## begin The input

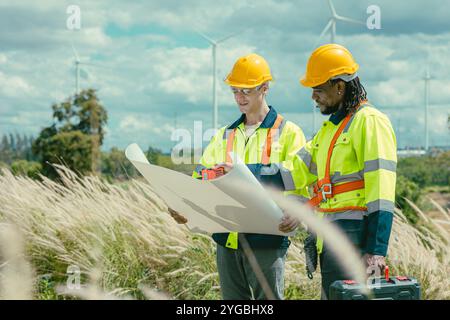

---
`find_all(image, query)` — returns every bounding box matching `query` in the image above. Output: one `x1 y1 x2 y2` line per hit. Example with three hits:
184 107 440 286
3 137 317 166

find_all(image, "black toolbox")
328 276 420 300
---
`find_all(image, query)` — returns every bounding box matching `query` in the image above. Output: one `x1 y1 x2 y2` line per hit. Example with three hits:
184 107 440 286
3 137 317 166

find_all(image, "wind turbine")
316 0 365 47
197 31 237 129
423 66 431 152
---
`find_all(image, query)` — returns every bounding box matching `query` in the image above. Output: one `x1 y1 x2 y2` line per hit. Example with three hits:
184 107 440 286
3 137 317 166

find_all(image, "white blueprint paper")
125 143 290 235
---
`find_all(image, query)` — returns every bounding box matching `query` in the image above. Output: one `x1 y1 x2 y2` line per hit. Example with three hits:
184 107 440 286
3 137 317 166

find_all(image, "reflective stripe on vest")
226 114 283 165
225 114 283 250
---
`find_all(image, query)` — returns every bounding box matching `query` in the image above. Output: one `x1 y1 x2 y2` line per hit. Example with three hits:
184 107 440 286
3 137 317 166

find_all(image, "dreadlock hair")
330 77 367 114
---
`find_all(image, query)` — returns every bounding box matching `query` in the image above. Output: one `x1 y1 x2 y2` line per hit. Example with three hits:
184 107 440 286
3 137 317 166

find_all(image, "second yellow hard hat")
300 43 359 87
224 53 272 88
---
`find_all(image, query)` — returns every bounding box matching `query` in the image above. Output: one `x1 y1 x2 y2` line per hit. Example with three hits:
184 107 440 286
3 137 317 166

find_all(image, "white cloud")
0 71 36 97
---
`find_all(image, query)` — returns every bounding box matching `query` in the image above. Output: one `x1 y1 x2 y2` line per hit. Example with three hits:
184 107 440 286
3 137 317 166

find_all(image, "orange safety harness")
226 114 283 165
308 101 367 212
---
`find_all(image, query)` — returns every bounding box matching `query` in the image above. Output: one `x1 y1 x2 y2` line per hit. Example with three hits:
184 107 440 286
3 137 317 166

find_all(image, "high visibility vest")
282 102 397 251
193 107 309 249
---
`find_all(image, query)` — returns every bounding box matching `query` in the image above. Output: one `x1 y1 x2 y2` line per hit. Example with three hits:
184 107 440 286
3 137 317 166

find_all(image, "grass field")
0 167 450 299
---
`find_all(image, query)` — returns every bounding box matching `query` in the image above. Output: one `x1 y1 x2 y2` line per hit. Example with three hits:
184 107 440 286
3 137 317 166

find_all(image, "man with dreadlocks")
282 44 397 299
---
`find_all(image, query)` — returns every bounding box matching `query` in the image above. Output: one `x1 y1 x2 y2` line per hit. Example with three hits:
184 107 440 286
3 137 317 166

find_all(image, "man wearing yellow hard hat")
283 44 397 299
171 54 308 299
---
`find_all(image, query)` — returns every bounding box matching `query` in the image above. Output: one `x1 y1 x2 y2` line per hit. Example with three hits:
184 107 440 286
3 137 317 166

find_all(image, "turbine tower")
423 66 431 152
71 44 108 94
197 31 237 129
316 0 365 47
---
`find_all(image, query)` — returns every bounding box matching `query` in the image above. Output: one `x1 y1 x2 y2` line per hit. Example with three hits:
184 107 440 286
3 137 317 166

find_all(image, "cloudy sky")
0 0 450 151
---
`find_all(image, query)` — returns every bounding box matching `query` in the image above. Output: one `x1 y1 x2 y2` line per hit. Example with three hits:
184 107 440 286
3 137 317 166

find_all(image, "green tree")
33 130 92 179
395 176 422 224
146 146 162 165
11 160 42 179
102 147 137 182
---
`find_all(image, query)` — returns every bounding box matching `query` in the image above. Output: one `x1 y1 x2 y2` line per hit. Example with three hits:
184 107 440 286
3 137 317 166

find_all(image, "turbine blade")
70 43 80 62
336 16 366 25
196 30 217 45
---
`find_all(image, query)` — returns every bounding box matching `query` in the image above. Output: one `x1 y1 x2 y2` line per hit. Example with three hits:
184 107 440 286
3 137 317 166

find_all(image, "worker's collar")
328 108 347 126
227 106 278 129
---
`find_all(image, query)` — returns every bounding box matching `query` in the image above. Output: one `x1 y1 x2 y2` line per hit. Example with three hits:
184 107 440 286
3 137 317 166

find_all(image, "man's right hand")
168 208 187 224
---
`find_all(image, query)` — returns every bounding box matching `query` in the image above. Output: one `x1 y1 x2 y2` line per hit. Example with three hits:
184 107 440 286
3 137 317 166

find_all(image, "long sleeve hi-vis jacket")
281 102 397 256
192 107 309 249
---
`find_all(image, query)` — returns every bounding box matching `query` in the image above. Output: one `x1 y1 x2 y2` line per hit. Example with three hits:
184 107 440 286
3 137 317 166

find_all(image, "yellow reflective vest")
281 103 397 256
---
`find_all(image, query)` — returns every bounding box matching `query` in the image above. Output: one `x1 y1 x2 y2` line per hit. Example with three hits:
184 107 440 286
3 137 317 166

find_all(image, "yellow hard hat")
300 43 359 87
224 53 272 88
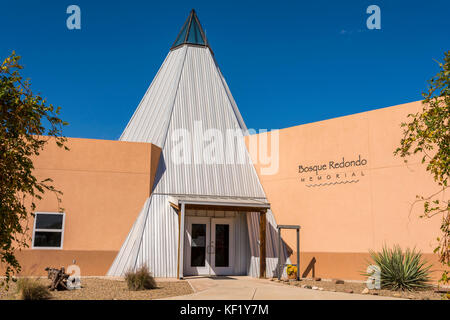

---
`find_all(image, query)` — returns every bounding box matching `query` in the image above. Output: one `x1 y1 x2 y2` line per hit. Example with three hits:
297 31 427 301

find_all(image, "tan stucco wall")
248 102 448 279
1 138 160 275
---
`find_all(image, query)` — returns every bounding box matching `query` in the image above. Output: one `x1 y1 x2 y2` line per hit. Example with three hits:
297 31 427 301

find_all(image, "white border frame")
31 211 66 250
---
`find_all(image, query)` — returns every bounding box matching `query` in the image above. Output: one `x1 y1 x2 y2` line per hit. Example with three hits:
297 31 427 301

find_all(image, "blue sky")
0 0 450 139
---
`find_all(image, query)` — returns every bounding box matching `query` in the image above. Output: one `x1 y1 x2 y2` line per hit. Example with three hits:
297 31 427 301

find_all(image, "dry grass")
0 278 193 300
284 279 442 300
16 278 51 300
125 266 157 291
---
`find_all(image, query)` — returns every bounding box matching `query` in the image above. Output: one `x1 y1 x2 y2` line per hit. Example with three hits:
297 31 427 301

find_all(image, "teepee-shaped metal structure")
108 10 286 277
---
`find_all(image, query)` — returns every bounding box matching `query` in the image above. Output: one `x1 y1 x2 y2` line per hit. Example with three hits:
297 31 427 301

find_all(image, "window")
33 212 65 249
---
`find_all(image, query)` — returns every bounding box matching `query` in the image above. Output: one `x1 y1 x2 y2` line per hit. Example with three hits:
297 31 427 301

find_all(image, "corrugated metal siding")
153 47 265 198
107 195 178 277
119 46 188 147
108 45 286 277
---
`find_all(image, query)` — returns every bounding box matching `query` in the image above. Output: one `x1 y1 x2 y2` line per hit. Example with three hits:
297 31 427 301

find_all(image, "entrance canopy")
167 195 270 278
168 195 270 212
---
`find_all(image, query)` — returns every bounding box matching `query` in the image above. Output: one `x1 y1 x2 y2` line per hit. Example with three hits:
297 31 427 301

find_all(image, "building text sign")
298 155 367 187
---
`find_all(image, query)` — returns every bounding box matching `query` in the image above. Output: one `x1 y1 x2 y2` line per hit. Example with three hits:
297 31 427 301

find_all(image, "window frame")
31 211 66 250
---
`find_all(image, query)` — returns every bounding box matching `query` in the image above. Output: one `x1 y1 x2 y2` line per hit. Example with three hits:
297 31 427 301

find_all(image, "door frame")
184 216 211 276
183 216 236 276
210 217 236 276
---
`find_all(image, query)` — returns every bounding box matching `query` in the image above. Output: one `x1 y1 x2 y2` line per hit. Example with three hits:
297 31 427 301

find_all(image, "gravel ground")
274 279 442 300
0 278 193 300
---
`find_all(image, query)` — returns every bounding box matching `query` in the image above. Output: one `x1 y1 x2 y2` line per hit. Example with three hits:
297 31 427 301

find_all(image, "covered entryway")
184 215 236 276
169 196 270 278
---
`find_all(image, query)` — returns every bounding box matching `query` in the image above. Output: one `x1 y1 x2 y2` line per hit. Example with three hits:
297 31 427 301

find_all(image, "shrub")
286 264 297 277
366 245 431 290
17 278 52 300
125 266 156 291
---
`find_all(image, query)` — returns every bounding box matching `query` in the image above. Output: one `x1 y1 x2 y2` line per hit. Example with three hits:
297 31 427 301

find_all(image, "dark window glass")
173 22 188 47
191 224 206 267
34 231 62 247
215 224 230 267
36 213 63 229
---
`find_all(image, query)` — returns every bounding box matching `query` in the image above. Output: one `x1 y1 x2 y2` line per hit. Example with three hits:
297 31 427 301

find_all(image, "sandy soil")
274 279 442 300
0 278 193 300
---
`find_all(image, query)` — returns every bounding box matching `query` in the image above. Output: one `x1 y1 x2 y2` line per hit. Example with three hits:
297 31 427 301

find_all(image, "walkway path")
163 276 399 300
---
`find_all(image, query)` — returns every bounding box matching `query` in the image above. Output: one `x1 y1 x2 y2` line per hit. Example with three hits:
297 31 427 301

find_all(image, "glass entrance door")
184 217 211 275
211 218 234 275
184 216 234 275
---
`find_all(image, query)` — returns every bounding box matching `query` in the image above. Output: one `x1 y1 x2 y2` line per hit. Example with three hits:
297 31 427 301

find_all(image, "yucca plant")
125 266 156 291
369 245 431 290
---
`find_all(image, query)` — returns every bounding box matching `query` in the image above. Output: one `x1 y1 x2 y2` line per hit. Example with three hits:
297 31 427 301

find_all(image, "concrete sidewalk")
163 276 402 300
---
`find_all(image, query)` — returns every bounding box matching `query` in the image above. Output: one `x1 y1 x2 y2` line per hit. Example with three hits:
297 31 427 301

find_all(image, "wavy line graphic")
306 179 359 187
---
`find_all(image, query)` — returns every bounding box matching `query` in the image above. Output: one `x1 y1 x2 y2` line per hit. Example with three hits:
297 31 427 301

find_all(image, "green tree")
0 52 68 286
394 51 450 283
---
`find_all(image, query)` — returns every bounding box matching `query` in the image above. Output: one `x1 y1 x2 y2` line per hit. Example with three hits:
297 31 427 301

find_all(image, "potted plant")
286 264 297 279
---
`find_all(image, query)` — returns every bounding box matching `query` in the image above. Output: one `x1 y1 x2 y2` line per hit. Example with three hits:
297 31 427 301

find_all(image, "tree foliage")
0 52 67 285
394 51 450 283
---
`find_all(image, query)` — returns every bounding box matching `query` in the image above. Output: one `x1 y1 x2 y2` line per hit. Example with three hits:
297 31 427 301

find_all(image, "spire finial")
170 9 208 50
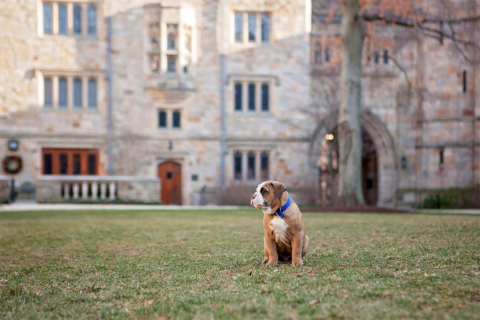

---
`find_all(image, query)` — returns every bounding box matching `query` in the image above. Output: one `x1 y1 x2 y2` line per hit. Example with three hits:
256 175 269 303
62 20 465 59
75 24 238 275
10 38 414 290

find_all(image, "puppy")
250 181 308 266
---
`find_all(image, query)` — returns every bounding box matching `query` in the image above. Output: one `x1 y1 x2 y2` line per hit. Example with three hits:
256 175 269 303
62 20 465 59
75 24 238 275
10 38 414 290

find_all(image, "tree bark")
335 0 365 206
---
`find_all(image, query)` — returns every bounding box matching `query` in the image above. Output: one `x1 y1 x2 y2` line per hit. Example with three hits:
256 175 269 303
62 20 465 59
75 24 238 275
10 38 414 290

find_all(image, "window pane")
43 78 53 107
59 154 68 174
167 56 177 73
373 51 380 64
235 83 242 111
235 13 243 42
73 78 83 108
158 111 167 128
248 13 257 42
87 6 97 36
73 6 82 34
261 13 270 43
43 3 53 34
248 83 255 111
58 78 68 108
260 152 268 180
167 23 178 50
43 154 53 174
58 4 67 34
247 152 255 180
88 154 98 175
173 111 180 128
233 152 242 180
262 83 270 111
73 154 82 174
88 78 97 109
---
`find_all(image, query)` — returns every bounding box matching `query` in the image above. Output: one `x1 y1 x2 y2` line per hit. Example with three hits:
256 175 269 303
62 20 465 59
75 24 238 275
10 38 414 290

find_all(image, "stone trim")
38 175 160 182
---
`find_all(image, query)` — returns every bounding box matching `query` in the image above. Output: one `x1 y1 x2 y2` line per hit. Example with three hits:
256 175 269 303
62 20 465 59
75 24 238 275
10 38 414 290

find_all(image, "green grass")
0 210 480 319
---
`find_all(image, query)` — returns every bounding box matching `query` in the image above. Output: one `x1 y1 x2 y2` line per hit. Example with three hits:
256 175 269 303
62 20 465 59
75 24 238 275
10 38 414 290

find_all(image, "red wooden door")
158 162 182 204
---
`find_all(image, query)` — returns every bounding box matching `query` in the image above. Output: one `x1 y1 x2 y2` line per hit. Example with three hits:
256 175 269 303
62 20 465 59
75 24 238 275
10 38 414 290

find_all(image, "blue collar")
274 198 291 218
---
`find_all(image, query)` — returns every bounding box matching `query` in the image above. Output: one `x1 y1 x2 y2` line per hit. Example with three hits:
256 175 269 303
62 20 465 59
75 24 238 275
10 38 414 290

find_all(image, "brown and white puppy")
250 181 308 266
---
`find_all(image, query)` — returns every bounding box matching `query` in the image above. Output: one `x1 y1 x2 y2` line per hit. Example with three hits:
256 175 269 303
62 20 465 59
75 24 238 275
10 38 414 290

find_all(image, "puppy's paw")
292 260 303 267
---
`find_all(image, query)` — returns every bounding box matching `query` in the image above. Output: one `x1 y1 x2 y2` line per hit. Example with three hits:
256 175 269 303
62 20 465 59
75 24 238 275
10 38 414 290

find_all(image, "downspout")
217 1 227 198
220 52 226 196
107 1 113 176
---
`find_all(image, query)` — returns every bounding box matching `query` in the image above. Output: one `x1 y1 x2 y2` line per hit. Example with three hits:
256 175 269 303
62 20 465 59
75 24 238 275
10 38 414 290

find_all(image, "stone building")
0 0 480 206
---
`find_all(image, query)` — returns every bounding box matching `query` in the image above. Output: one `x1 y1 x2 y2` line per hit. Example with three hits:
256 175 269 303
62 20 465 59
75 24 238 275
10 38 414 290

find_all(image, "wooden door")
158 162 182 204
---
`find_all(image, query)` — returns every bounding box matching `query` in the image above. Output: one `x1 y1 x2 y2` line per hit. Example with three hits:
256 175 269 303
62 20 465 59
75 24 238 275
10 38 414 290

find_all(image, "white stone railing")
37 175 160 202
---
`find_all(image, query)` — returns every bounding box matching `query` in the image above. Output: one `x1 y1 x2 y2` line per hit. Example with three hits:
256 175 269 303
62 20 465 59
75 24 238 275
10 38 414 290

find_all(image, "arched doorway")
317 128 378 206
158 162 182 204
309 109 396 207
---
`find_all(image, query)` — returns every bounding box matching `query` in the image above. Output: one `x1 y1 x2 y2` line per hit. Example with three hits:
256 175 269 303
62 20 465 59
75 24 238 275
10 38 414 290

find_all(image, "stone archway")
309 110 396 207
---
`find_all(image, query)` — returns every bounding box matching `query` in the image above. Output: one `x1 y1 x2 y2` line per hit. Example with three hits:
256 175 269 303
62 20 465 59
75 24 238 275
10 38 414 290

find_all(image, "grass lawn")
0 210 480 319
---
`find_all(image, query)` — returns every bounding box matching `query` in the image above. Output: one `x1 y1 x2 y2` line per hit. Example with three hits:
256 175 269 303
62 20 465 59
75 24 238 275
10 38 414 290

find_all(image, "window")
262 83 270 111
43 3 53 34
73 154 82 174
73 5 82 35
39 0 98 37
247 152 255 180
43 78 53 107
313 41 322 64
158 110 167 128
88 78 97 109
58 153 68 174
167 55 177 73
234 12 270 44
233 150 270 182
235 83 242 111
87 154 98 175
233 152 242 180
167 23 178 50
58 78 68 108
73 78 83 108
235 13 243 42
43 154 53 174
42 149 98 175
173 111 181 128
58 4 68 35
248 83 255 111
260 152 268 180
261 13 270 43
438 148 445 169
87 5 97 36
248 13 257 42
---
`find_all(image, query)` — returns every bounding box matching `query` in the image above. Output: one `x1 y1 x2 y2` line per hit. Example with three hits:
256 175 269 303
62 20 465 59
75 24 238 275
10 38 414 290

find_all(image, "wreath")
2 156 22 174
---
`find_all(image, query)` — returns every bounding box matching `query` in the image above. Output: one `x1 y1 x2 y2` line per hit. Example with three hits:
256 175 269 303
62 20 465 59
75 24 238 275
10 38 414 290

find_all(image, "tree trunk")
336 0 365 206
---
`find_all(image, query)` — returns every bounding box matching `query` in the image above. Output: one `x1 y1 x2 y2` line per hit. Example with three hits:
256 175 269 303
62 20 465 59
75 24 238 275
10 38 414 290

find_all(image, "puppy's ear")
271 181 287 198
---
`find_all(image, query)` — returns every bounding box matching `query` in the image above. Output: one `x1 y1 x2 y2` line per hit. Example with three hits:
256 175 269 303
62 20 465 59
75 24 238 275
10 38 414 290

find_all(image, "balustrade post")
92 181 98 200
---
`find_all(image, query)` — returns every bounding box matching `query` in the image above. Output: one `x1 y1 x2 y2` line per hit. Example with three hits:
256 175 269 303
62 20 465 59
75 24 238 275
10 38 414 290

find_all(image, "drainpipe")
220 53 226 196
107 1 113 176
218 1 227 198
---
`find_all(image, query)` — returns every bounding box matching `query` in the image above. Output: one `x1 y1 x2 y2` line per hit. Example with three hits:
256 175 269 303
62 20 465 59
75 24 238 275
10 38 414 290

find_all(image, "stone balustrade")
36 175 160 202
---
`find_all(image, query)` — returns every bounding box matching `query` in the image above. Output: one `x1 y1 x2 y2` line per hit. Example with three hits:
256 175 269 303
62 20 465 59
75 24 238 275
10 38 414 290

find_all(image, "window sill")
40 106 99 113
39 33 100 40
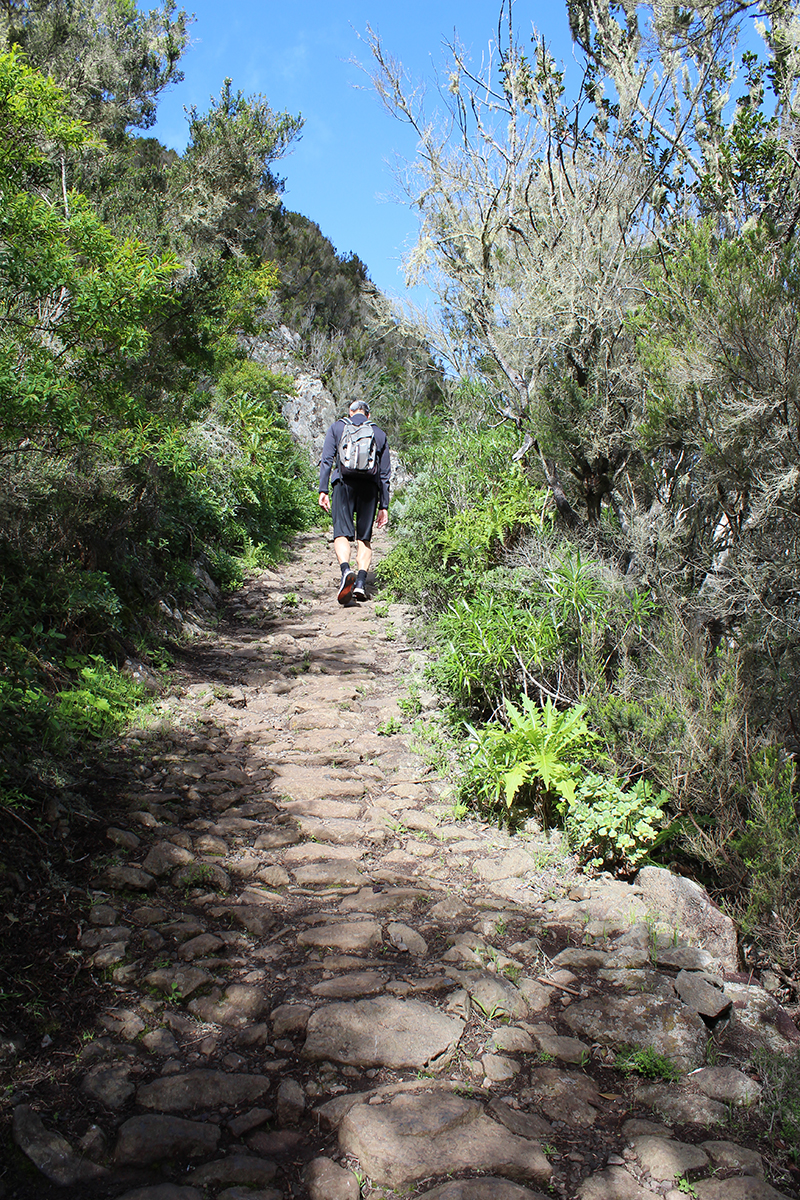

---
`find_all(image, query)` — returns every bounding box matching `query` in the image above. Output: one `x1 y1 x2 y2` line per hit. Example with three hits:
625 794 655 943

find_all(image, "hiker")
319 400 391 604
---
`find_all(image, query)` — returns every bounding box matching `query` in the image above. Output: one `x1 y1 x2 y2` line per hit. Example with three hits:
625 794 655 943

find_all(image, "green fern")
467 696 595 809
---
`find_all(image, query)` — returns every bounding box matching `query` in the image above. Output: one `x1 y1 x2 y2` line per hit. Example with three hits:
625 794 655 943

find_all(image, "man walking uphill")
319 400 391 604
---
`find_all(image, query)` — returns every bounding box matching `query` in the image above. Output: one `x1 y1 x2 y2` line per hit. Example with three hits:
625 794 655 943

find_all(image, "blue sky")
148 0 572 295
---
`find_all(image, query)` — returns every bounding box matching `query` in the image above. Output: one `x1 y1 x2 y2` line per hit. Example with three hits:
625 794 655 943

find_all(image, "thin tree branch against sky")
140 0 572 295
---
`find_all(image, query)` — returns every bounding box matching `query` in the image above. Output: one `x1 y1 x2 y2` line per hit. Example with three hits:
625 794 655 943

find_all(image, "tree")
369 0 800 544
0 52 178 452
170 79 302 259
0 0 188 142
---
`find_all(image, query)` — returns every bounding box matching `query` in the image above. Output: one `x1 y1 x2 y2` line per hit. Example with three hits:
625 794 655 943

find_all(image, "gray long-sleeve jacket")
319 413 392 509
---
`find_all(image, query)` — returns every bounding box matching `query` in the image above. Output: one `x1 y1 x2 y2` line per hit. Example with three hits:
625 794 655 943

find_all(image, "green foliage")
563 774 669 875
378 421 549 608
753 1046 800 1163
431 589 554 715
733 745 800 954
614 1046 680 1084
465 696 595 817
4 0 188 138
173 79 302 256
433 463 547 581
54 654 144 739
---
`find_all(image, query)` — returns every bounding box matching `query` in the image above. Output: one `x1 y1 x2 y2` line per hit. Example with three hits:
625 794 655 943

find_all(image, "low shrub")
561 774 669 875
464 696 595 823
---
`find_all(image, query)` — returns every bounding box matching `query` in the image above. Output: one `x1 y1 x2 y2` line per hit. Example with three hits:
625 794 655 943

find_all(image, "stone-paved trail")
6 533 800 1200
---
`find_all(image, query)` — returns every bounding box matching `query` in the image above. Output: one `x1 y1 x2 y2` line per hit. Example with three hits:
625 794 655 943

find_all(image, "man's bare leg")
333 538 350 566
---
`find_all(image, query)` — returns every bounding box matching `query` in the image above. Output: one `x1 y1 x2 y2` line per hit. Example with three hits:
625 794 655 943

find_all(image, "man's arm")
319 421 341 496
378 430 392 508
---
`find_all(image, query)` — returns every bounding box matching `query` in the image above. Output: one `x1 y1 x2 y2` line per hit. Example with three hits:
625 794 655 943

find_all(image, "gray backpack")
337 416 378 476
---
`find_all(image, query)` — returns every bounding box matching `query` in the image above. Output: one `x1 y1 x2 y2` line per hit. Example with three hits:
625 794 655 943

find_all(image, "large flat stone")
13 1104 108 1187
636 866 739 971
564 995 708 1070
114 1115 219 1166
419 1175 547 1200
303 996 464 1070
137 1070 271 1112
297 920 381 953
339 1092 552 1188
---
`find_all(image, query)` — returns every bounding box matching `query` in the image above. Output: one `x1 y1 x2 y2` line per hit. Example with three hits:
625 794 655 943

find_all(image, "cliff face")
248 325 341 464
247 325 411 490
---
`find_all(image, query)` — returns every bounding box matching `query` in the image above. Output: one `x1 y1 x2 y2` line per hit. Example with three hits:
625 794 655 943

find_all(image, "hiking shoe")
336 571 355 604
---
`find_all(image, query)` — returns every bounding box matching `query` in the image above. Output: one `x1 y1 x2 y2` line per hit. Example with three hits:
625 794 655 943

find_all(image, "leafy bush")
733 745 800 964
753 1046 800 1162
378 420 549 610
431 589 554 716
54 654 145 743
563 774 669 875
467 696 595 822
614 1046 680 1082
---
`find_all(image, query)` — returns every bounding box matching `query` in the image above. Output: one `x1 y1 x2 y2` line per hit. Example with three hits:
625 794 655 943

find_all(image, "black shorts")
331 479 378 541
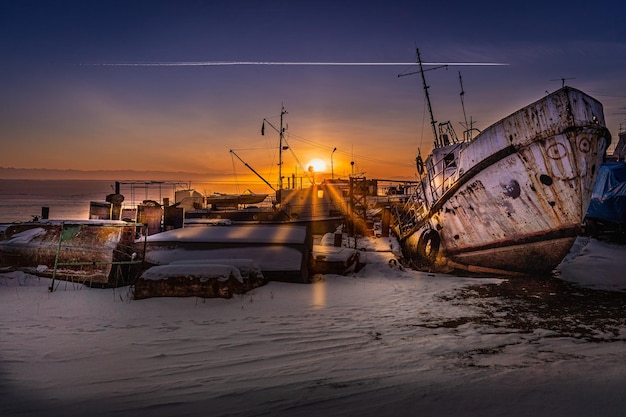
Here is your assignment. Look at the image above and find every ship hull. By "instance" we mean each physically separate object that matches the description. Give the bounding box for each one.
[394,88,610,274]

## end The input

**Task directions**
Pull out every line in the entries above that contains the string "window".

**Solution to this exercise**
find_all(image, "window")
find_all(image, "window frame")
find_all(image, "dark window glass")
find_all(image, "window pane")
find_all(image, "window")
find_all(image, "window sill")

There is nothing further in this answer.